*Required work*
Make an exact copy of the records, with the pictures left out.

(Position identification records)

==============================

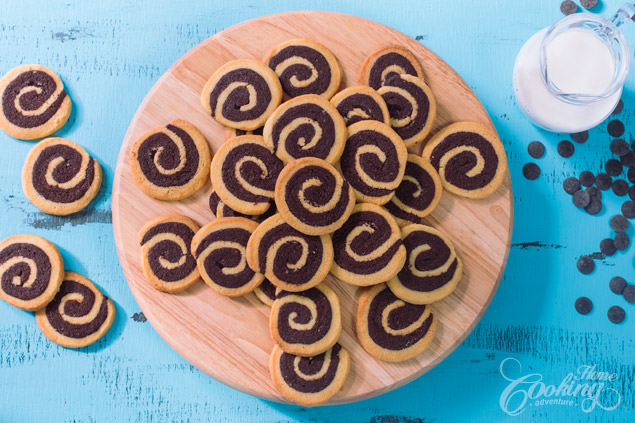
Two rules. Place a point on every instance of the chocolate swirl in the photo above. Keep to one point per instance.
(168, 251)
(32, 99)
(61, 173)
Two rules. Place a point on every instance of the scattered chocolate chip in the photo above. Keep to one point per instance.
(581, 198)
(603, 181)
(580, 137)
(628, 209)
(571, 185)
(613, 167)
(607, 247)
(586, 265)
(587, 178)
(536, 149)
(617, 285)
(565, 149)
(531, 171)
(619, 147)
(568, 7)
(616, 314)
(620, 187)
(583, 305)
(621, 241)
(615, 128)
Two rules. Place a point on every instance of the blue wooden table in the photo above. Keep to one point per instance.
(109, 54)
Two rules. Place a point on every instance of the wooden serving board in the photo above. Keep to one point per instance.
(229, 338)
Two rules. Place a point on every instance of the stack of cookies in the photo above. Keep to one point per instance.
(312, 181)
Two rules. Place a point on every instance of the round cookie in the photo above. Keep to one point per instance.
(170, 162)
(31, 271)
(361, 103)
(309, 381)
(244, 173)
(313, 197)
(59, 177)
(34, 102)
(306, 126)
(368, 249)
(469, 158)
(165, 252)
(291, 260)
(373, 161)
(391, 329)
(306, 323)
(220, 251)
(242, 94)
(411, 105)
(305, 67)
(418, 194)
(78, 315)
(432, 269)
(386, 62)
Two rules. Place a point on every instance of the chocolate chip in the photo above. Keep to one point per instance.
(607, 247)
(617, 285)
(586, 265)
(580, 137)
(571, 185)
(613, 167)
(616, 314)
(531, 171)
(581, 198)
(603, 181)
(565, 148)
(619, 147)
(583, 305)
(615, 128)
(621, 241)
(628, 209)
(568, 7)
(620, 187)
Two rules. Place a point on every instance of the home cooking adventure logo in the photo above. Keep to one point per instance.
(586, 387)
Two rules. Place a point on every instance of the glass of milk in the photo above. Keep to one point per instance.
(569, 77)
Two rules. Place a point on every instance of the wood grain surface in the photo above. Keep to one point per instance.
(228, 338)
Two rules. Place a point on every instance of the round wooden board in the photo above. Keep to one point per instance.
(229, 338)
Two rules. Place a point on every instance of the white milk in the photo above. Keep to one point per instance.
(578, 62)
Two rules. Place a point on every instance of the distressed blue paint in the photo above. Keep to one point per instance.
(110, 54)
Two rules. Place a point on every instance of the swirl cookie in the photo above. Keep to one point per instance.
(391, 329)
(242, 94)
(170, 162)
(78, 315)
(306, 323)
(432, 269)
(306, 126)
(309, 381)
(418, 194)
(305, 67)
(312, 196)
(291, 260)
(220, 251)
(165, 252)
(361, 103)
(244, 173)
(373, 161)
(469, 158)
(386, 62)
(411, 105)
(59, 177)
(368, 248)
(31, 271)
(34, 102)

==============================

*Correct output*
Two rules. Place a point on every instance of the chocolate swirl in the photo above. Keep to one point per instance.
(168, 251)
(32, 99)
(61, 173)
Two rules. Place a point on every instance of the scattered chocolate chip in the photo above. Keep to one point per instance.
(581, 198)
(603, 181)
(580, 137)
(628, 209)
(571, 185)
(613, 167)
(607, 247)
(586, 265)
(587, 178)
(536, 149)
(617, 285)
(565, 149)
(531, 171)
(619, 147)
(568, 7)
(616, 314)
(620, 187)
(583, 305)
(621, 241)
(615, 128)
Two rules. Place a point on every instance of the blue wooden table in the photo above. Keep to one point per instance.
(109, 54)
Two rules. Place a point on every instance of the wooden serving board in the photo above. Keep to one point per instance.
(229, 338)
Two rules. Place a point on every instance of the stack of cookies in the photo above. Keep to one point per instance.
(312, 181)
Two rules. Place a point on every instance of the round cookie in the photo above. Keep to one point per instance.
(170, 162)
(31, 271)
(361, 103)
(309, 381)
(244, 173)
(313, 197)
(59, 177)
(34, 102)
(306, 126)
(368, 249)
(469, 158)
(165, 252)
(291, 260)
(373, 161)
(391, 329)
(306, 323)
(220, 251)
(242, 94)
(411, 105)
(305, 67)
(418, 194)
(78, 315)
(432, 269)
(386, 62)
Two rules. Place a point on every instance of the chocolate chip in the photo above. Keep to one point per instance.
(607, 247)
(617, 285)
(586, 265)
(580, 137)
(571, 185)
(613, 167)
(616, 314)
(531, 171)
(581, 198)
(603, 181)
(565, 148)
(619, 147)
(583, 305)
(615, 128)
(621, 241)
(628, 209)
(568, 7)
(620, 187)
Two rules. Place a point on every instance of the home cooking adventure logo in the photo above. Keep to one point per instance.
(586, 387)
Two rules. Place a point on every instance of the glass of milk in the photo above. Keep to one point per instance.
(569, 77)
Two rules. Place a point on every instance of the wood grain surface in the photo above. Keep to one point per instance.
(228, 338)
Two rules. Place a point on every instance of the round wooden board in the photo above. Keep to one point per instance.
(229, 338)
Two rules. Place a point on every instance of the white milk in the photo above. Keep to one point per instance.
(578, 62)
Two rules. Place a point on every instance of the distressed blue paint in the photo above. Keep to one point per instance.
(110, 54)
Two rules. Place a point on every instance of the swirl cookie in the photo above. Keep to one point per instance.
(391, 329)
(242, 94)
(170, 162)
(78, 315)
(306, 323)
(432, 269)
(306, 126)
(309, 381)
(418, 194)
(305, 67)
(312, 196)
(291, 260)
(220, 251)
(165, 252)
(361, 103)
(244, 173)
(373, 161)
(469, 158)
(386, 62)
(411, 105)
(59, 177)
(368, 248)
(31, 271)
(34, 102)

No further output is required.